Referring expression data
###
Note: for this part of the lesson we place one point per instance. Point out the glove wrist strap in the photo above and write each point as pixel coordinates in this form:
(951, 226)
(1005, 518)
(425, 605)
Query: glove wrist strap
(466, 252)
###
- [What the task asks] Nothing in the records may change. Print all of them.

- [Solution]
Note: for this part of the lesson we place one point per instance. Point out the glove wrist strap in the photo above and write each point as pixel coordinates in this form:
(951, 226)
(1005, 518)
(425, 605)
Query: glove wrist strap
(466, 252)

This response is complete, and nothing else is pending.